• **GIVEN PASSAGE**:
[START]
2007 in Review


One of the best things about the end of the year is the chance to catch up on things I’ve missed out on during the year. I love the year-end best music lists, all of which are helpfully compiled on largehearted boy. Movie lists are great as well, though many of the Onion’s favorite movies have yet to appear in most theaters. Dahlia Lithwick, the always-excellent legal reporter for Slate also runs down the “Bush administrations Dumbest Legal Arguments of the Year“.

It’s also been an eventful year in the cultural policy world, and in that spirit I’ve compiled the Top Ten Cultural Property events of the past year.
[END]
• **WRITTEN EXERCISE A**:
Copy word for word the part of the records that opens with the line containing "Flag the dark" and closes with the line containing "81, 107, 230]]", including both of those lines.

• **PROVIDED MATERIAL**:
[START]
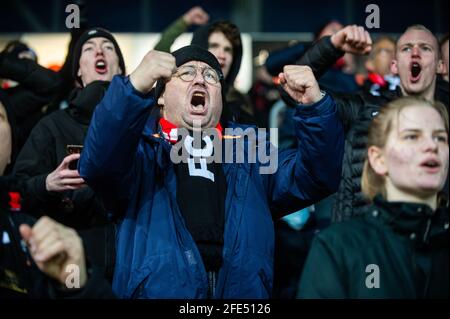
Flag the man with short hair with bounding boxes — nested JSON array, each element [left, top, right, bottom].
[[364, 36, 400, 96], [79, 45, 343, 298], [299, 25, 448, 221], [14, 28, 125, 230]]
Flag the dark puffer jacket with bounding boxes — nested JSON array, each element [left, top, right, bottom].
[[0, 52, 61, 172], [299, 197, 449, 299], [299, 37, 448, 221], [14, 81, 107, 230]]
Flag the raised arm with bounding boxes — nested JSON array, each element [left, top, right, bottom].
[[268, 65, 344, 216]]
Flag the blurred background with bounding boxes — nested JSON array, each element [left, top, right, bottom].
[[0, 0, 449, 92]]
[END]
• **WRITTEN EXERCISE B**:
Quote the entire 2007 year-in-review passage word for word.

• **COMPLETE RESPONSE A**:
Flag the dark puffer jacket with bounding boxes — nested JSON array, each element [left, top, right, bottom].
[[0, 52, 61, 172], [299, 197, 449, 299], [299, 37, 448, 221], [14, 81, 107, 230]]

• **COMPLETE RESPONSE B**:
2007 in Review


One of the best things about the end of the year is the chance to catch up on things I’ve missed out on during the year. I love the year-end best music lists, all of which are helpfully compiled on largehearted boy. Movie lists are great as well, though many of the Onion’s favorite movies have yet to appear in most theaters. Dahlia Lithwick, the always-excellent legal reporter for Slate also runs down the “Bush administrations Dumbest Legal Arguments of the Year“.

It’s also been an eventful year in the cultural policy world, and in that spirit I’ve compiled the Top Ten Cultural Property events of the past year.